TASK TO COMPLETE> Filter the material below down to every line that contains the string "couple", copying each matching line unchanged. Matching is case-sensitive.

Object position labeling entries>
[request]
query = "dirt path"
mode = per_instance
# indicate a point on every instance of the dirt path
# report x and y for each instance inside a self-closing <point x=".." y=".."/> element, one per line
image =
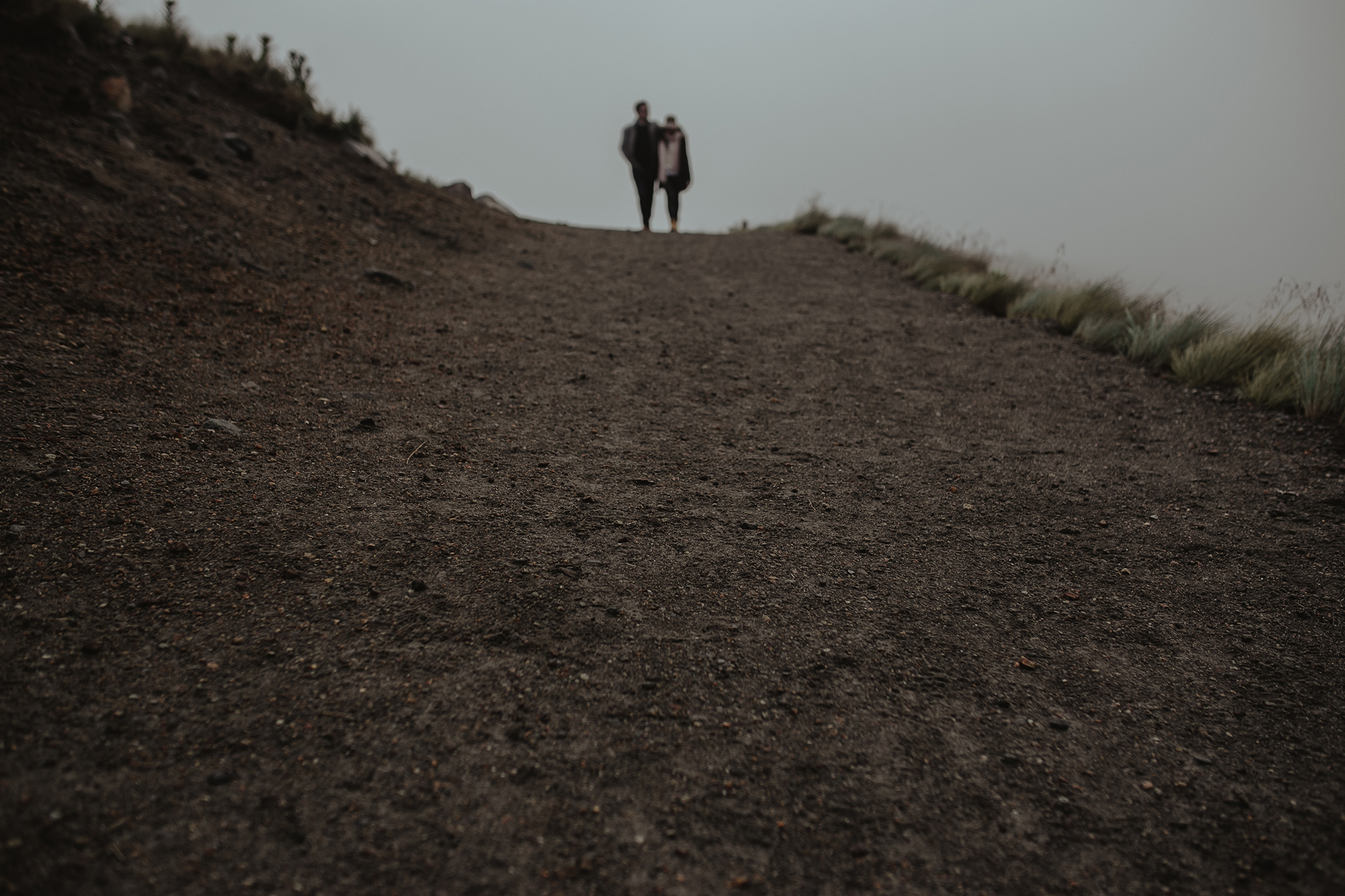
<point x="604" y="563"/>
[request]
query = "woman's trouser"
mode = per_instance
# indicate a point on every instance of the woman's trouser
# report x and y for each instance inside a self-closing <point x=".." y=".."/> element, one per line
<point x="673" y="191"/>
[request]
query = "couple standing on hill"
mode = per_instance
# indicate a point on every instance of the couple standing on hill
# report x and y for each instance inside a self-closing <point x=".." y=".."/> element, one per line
<point x="657" y="155"/>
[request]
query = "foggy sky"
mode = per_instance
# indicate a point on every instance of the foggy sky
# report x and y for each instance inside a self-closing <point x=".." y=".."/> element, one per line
<point x="1191" y="147"/>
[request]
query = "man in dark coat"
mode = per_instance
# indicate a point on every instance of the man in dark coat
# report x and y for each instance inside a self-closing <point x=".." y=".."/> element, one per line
<point x="640" y="147"/>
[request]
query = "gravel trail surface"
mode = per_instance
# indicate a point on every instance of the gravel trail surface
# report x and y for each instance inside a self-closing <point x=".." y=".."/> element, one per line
<point x="576" y="562"/>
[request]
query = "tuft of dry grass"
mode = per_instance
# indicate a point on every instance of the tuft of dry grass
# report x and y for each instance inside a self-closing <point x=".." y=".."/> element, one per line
<point x="1069" y="308"/>
<point x="273" y="91"/>
<point x="1273" y="363"/>
<point x="1232" y="356"/>
<point x="1321" y="378"/>
<point x="1157" y="340"/>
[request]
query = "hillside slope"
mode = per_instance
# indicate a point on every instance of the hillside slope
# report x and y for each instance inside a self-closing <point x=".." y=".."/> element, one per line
<point x="596" y="562"/>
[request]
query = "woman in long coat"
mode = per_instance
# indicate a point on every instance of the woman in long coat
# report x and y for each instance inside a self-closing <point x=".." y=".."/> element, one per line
<point x="674" y="165"/>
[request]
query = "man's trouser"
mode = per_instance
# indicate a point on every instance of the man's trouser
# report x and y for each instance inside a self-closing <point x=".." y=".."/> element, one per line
<point x="645" y="187"/>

RESULT OF THIS EXERCISE>
query = "couple standing on hill"
# indicate a point on every instance of the couple standing on hill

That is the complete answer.